Pretoria in Crisis: Politics or Political Economy ? 

Trust Issues

The components of the Pretoria administration, commonly known as the Tigray Interim Regional Authority, were gathered together by Tadesse Werede, one of its two Vice President Generals. The gathering discussed the initial findings of an ongoing investigation by the security ‘cluster’ (which he oversees) into the salt, fuel, metals, and aid industries. All attendees agreed that the results draw an accurate if conservative sketch of what has become the defining feature of Tigray’s economic activity; illicit transaction. All also agreed that economic conditions as they exist are causing a rapid decline in trust between the people of Tigray and the institutions of law, order, and governance.

The detrimental impact of declining trust on the routine function of state and society was expressed through revelatory anecdotal experiences shared by participants representing every organ charged with law and order. What this means for the every day lives of ordinary Tigrayan’s is vividly illustrated by the brutal murder of Zewdu Haftu and concomitant investigation. As criminality is allowed to prosper, the peoples confidence that their rights will be vindicated by the judicial system is waning. What is at stake, the gathered tell us, is Tigrays continued existence as a cohesive political unit and law abiding society.

- - -

Short task 1: State how many lines in the rows below contain the string "wheel". Case counts, and the reply should be that number alone.
Short task 2: Please pick up the article above on Tigray's interim administration and declining trust, carrying on from its last sentence.

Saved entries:
- - -

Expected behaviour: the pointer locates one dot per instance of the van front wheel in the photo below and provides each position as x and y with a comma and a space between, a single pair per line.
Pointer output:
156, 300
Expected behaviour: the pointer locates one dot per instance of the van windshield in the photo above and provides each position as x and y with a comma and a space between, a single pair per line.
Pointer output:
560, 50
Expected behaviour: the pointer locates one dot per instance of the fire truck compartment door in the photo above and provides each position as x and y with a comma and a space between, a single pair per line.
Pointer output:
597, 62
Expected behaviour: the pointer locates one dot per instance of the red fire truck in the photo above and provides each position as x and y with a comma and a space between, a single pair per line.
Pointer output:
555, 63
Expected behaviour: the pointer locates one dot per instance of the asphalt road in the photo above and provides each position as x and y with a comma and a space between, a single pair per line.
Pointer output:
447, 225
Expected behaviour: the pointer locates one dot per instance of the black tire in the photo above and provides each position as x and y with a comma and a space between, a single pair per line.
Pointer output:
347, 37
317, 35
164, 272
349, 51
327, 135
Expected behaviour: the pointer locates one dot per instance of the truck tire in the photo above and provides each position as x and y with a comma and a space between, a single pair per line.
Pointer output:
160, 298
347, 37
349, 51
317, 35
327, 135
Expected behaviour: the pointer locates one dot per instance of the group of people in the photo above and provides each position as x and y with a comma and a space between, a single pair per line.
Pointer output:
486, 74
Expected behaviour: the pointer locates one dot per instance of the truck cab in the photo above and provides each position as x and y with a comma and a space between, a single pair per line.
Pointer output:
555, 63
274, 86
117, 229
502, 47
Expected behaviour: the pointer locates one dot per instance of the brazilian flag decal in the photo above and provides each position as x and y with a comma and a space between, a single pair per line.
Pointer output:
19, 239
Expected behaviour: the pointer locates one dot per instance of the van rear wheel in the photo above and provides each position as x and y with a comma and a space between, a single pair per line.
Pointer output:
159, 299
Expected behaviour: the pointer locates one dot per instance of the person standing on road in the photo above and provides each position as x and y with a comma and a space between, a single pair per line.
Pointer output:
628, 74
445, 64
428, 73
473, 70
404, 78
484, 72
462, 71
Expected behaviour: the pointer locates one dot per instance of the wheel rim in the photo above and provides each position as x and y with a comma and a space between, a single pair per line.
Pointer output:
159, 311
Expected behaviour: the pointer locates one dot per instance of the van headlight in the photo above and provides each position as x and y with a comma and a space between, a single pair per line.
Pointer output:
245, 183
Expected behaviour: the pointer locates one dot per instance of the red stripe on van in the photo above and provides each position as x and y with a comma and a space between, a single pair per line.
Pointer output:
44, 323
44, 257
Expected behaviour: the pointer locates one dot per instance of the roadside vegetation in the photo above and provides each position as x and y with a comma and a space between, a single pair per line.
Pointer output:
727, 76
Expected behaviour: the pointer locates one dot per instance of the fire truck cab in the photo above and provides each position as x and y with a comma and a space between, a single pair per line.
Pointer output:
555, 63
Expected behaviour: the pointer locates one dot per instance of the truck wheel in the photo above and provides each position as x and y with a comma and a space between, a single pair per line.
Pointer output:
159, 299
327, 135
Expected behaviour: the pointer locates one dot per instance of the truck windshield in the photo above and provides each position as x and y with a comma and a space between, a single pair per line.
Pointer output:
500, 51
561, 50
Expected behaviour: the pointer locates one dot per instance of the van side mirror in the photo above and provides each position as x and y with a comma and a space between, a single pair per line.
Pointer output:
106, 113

- - -

Task response 1: 4

Task response 2:
The Pretoria administrations other General Vice President, Tsadkan Gebretensae, provided a critique appropriated from TPLF’s own 2017 analysis of capture by ‘networks’, describing the issue as ‘structural’ and ‘systemic’, insisting the cause was ‘political’. It is unclear how useful a political rather than a political economy analysis could be given any ‘systemic’ or ’structural’ solution would necessarily take into account the structure of and systems (both domestic and foreign) underpinning the market.

In other words, any genuine concern with the democratisation of Tigray would have to seriously consider the material betterment of, amongst other demographics, armed, trained, unemployed youth with combat experience and little to lose. The only planned economic intervention made public by TIRA so far, Sur Construction PLC’s (a state policy tool) haste to overcome ‘market failure’ in the supply of luxury housing (in an economy supporting  starvation related deaths) is a reflection of the Tigrayan states social priorities. It also fundamentally speaks to the kinds of ‘structural solutions’ the elite (formerly known as the ruling class) are after; the developmental state is well, it’s now in the business of constructing money laundering machines for living in.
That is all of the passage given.